**Selected extract**
Segment Open

Materials and methods

Mud crab culture and WSSV challenge

Healthy male mud crabs, approximately 50 g each, were taken from a local crab farm (Niutianyang, Shantou, Guangdong, China), the culture conditions in the crab farm were 10‰ salinity and 25ºC. Thus, the crabs were acclimated under laboratory conditions (10‰ salinity, 25ºC) for a week before further processing. Then 200 μL of WSSV (1 × 10⁶ copies/mL) was injected into the base of the fourth leg of each crab according to our previous study [23]. At 24 and 48 h post-infection, hemolymph was collected from three randomly chosen crabs per group for further investigations.

Gene cloning

Total RNA was extracted from hemocytes using Trizol (Invitrogen), followed by reverse transcribed with PrimeScript^TM II 1^st Strand cDNA Synthesis Kit (Takara, Japan). The open reading frame (ORF) of Sp-PDCD6 was amplified via PCR with specific primers (PDCD6-F1, 5ʹ-AATCACCAACTCACAAGATGG-3ʹ and PDCD6-R1, 5ʹ-CCATCTTGTGAGTTGGTGATT-3ʹ). Purified DNA fragments were cloned into the pMD® 19-T vector (TaKaRa, Japan) and sequenced by a commercial company (BGI, Shenzhen, China).

Segment Closed

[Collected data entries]

Segment Open

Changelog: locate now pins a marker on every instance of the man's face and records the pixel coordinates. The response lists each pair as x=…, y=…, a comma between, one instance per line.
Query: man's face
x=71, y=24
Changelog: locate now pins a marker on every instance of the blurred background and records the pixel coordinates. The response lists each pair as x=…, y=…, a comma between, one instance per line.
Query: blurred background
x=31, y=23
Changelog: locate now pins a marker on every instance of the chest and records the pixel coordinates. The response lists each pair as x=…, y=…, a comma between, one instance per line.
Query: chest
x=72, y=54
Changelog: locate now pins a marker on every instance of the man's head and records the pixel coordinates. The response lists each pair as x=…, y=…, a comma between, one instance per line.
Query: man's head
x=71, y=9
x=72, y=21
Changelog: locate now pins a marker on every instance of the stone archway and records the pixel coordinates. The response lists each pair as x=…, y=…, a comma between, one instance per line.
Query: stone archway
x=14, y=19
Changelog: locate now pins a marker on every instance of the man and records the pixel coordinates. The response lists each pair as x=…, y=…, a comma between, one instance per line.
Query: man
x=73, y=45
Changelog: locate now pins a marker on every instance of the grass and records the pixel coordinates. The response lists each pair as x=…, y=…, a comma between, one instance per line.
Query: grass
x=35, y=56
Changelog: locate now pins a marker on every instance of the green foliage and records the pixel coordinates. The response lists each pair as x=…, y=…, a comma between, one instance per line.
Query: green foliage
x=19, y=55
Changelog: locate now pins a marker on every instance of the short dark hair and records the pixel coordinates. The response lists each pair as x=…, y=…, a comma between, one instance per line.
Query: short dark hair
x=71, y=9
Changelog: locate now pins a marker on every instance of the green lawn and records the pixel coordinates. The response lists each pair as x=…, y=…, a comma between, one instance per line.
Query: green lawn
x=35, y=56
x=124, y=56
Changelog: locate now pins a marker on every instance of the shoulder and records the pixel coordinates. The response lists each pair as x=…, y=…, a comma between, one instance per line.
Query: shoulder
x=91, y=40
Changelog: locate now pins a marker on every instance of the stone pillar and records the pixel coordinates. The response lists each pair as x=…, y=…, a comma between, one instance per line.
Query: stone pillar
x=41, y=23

Segment Closed

**Required action A**
List every commercial reagent, kit, or vector named in the mud crab methods text, giving the supplier stated for each.
**Required action B**
Resume the mud crab methods text after its last sentence, keeping to its style.
The data entries above are not needed for this work.

**Response box A**
- Trizol (Invitrogen)
- PrimeScript™ II 1st Strand cDNA Synthesis Kit (Takara, Japan)
- pMD® 19-T vector (TaKaRa, Japan)

**Response box B**
RNA interference of PDCD6

Based on the sequence of Sp-PDCD6 (GenBank accession number MH558574.1), the siRNA specifically targeted the Sp-PDCD6 gene was designed, generating PDCD6-siRNA (5ʹ-ACAUACUUCCAUAAAGCUCCAUU-3ʹ) and its control PDCD6-siRNA-scrambled (5ʹ-UCAACAUACAUUAAGACUCCCUU-3ʹ). The siRNA was synthesized using the In vitro Transcription T7 Kit (TaKaRa, Dalian, China) according to the manufacture’ s instructions. Then, 50 μg of PDCD6-siRNA or PDCD6-siRNA-scrambled was injected into each mud crab, respectively. At different time post-siRNA injection, three mud crabs were randomly selected for each treatment and stored at −80°C for later use.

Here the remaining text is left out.